— DATA IN THIS EXERCISE —
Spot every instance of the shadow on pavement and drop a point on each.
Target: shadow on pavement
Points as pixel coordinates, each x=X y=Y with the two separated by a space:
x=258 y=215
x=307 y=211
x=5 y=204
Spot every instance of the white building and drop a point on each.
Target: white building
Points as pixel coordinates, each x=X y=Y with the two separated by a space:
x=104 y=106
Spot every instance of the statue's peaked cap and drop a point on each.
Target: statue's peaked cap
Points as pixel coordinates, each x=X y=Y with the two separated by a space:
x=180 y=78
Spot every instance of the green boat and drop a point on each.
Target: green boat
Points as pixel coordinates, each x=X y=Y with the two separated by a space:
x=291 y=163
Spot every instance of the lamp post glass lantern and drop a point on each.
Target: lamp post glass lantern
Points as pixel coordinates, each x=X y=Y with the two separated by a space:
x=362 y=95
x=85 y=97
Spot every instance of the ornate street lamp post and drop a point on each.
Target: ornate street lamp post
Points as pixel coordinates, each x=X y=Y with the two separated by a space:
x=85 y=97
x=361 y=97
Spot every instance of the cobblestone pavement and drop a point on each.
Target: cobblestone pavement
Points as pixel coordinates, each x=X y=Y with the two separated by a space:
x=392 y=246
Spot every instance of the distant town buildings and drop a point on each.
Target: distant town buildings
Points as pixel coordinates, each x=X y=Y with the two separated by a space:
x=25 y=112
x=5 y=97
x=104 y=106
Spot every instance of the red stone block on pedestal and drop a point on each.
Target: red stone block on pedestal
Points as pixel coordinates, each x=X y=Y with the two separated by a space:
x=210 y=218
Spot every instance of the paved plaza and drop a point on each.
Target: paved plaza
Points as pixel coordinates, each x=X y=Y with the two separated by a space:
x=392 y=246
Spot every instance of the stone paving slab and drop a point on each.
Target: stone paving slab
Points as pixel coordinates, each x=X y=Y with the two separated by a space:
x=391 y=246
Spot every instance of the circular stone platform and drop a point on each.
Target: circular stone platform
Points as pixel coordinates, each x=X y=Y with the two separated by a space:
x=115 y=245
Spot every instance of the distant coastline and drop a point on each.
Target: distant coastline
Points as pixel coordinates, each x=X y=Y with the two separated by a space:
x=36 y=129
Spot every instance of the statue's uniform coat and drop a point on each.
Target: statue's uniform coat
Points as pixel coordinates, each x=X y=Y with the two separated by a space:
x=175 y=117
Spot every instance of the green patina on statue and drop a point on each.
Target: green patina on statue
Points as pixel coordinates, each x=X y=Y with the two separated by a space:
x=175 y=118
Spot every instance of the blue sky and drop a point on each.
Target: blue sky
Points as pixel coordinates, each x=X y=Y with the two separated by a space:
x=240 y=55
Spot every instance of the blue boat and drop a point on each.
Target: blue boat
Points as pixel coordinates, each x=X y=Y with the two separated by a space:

...

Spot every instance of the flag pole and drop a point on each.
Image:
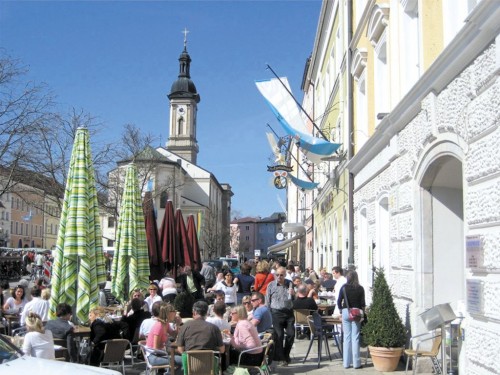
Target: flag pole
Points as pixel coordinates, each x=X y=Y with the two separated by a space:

— WORK INSTRUCTION —
Would you please copy every line from the listing above that contains the word "glass"?

— RESPONSE BELOW —
Spot every instance of the lamp post glass lantern and drop a point on each.
Target: lamp post glass lantern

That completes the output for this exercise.